→ Page:

# # # # #

Birobidjan Frontière juive

Publié le par Eli d'Ashdod

Birobidjan Frontière juive

 

Fondée en 1934 sur ordre de Staline aux confins du territoire russe, la Région autonome juive avait dû oublier sa culture et ses traditions. Elle les redécouvre peu à peu, entre écoles et synagogue, tout en regardant de l'autre côté de l'Amour, vers la Chine

 

Les enfants portent une bougie dans chaque main. Ils respectent un semblant de chorégraphie. " Je te chaaante, mon pays natal ! ", lance le choeur en russe. Les parents, l'oeil humide, tapent dans leurs mains ou immortalisent l'instant. C'est la fête de fin d'année dans la petite salle étouffée par la chaleur, au premier étage du centre de la communauté juive. Pendant plusieurs semaines, on a joué, on a dansé, on a surtout appris des rudiments de la culture locale. Accrochés au mur, au-dessus des petites têtes, figurent leurs dessins colorés et naïfs à la gloire du Birobidjan.

 

Interrogation surprise. Qui peut situer le Birobidjan sur une carte ? Nous sommes en Extrême-Orient russe, à 180 km de la ville de Khabarovsk, elle-même à sept heures et demie d'avion de Moscou. Ce territoire de 36 000 km2 est collé au fleuve Amour, qui lui tient lieu de frontière avec la Chine. Parmi les sujets de la Fédération de Russie, il sort évidemment de l'ordinaire : Région autonome juive (RAJ), indique le fronton.

 

A l'automne, elle fêtera ses soixante-quinze ans d'existence. Mais de juifs, parmi les 180 000 habitants, il n'y en a jamais eu beaucoup. " Personne ne sait combien nous sommes !, sourit Valeri Gourievitch, chef adjoint du gouvernement de la RAJ, plus haut responsable juif dans la région. La preuve : depuis la chute de l'URSS, près de 13 000 sont partis, alors que seuls 9 000 étaient recensés. " Ils seraient encore 2 000 ou 3 000 à avoir résisté, depuis 1991, à l'appel de l' alyah , au départ vers Israël.

 

Israël : comment ne pas en parler ? Pas une famille, ici, qui ne soit pendue au téléphone avec certains de ses membres, là-bas. Fondé en 1934, le Birobidjan, c'est la première aventure sioniste du XXe siècle, mais trempée dans le plomb soviétique. C'est une histoire de pionniers ukrainiens, lituaniens ou polonais, confrontés à un milieu hostile pour y édifier des fermes collectives, lancés dès 1928 à la conquête de cet Extrême-Orient marécageux, immense. Tel était la volonté de Staline : densifier la population sur cette frange de l'URSS pour contrer les ambitions chinoises et japonaises, et attacher les juifs à une terre, histoire de les fondre dans la marmite du prolétariat.

# # # # #

→ Données fournies:
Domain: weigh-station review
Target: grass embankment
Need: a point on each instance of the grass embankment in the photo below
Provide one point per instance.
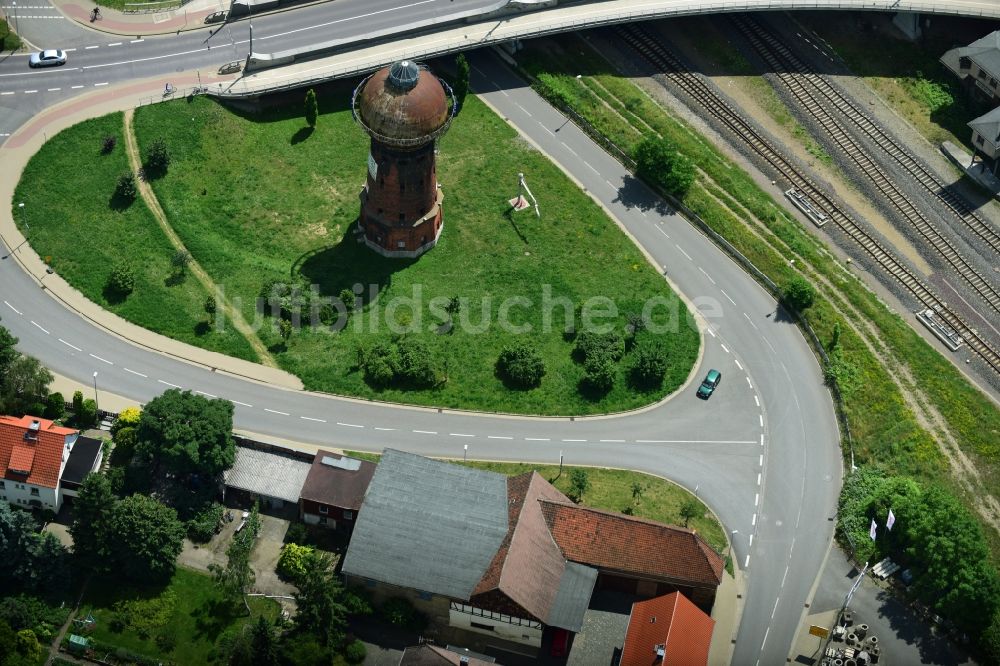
(179, 623)
(82, 232)
(262, 199)
(907, 75)
(873, 342)
(611, 490)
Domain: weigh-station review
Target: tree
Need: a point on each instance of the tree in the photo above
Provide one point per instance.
(8, 350)
(579, 483)
(158, 158)
(188, 433)
(659, 163)
(461, 80)
(320, 601)
(24, 385)
(145, 538)
(521, 364)
(798, 294)
(237, 577)
(121, 280)
(91, 526)
(690, 508)
(125, 187)
(312, 108)
(649, 365)
(600, 372)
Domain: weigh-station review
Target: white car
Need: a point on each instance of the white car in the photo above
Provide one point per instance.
(47, 58)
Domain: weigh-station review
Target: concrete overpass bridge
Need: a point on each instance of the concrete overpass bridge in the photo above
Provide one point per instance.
(510, 20)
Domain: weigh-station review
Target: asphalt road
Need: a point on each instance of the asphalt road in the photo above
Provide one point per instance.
(763, 452)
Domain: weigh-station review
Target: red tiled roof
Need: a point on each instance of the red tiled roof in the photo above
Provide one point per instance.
(42, 454)
(528, 566)
(616, 542)
(684, 631)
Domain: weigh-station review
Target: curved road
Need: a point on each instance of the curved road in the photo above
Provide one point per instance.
(763, 452)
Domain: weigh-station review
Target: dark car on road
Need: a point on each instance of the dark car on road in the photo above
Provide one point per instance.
(47, 58)
(707, 387)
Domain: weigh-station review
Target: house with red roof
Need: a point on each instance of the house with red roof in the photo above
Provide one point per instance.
(42, 463)
(507, 562)
(667, 631)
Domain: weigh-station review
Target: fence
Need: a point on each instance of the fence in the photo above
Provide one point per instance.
(618, 153)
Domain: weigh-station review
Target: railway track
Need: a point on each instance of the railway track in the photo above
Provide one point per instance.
(805, 87)
(772, 50)
(700, 92)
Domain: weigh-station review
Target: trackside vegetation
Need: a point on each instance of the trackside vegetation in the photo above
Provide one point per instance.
(868, 344)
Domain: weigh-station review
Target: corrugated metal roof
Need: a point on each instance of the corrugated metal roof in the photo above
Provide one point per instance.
(267, 474)
(575, 588)
(428, 525)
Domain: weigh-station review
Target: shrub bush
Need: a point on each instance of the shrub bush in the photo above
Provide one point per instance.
(355, 652)
(121, 281)
(125, 187)
(521, 364)
(649, 365)
(292, 561)
(589, 343)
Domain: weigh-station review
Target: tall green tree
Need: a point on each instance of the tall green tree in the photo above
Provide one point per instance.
(659, 163)
(145, 538)
(461, 80)
(91, 526)
(187, 433)
(312, 108)
(24, 386)
(320, 601)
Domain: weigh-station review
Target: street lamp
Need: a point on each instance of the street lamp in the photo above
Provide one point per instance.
(97, 406)
(27, 229)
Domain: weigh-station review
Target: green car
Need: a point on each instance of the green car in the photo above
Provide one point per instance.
(707, 387)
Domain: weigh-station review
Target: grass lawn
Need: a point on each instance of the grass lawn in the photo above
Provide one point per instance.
(258, 199)
(179, 623)
(82, 234)
(611, 490)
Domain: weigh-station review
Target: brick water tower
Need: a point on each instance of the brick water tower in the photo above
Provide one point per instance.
(404, 109)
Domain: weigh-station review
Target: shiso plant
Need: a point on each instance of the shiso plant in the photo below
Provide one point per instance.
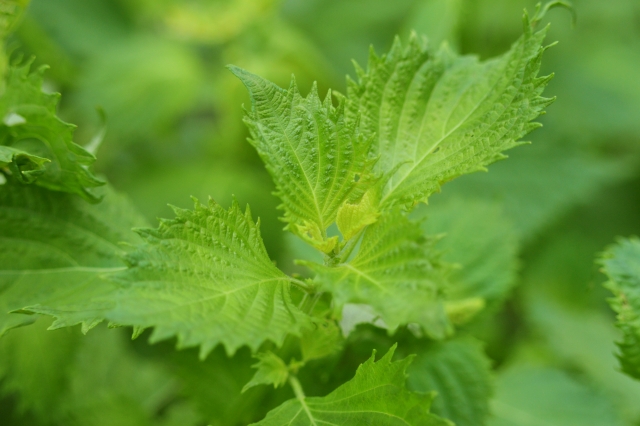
(350, 170)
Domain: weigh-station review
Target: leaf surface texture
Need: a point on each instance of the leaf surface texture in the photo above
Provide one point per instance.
(622, 265)
(376, 395)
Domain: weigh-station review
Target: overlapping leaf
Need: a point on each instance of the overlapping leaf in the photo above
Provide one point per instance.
(54, 249)
(481, 242)
(622, 265)
(375, 396)
(396, 271)
(31, 129)
(206, 278)
(435, 116)
(527, 395)
(317, 160)
(460, 373)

# # # # #

→ Série d'exercices:
a) Recopiez mot pour mot le passage de l'article sur le Birobidjan qui va de « Israël : comment » jusqu'à « marmite du prolétariat. » inclus.
b) D'après l'article sur le Birobidjan, quel fleuve sert de frontière avec la Chine ?

→ Corrigé de l'exercice:
a)
Israël : comment ne pas en parler ? Pas une famille, ici, qui ne soit pendue au téléphone avec certains de ses membres, là-bas. Fondé en 1934, le Birobidjan, c'est la première aventure sioniste du XXe siècle, mais trempée dans le plomb soviétique. C'est une histoire de pionniers ukrainiens, lituaniens ou polonais, confrontés à un milieu hostile pour y édifier des fermes collectives, lancés dès 1928 à la conquête de cet Extrême-Orient marécageux, immense. Tel était la volonté de Staline : densifier la population sur cette frange de l'URSS pour contrer les ambitions chinoises et japonaises, et attacher les juifs à une terre, histoire de les fondre dans la marmite du prolétariat.

b) Le fleuve Amour.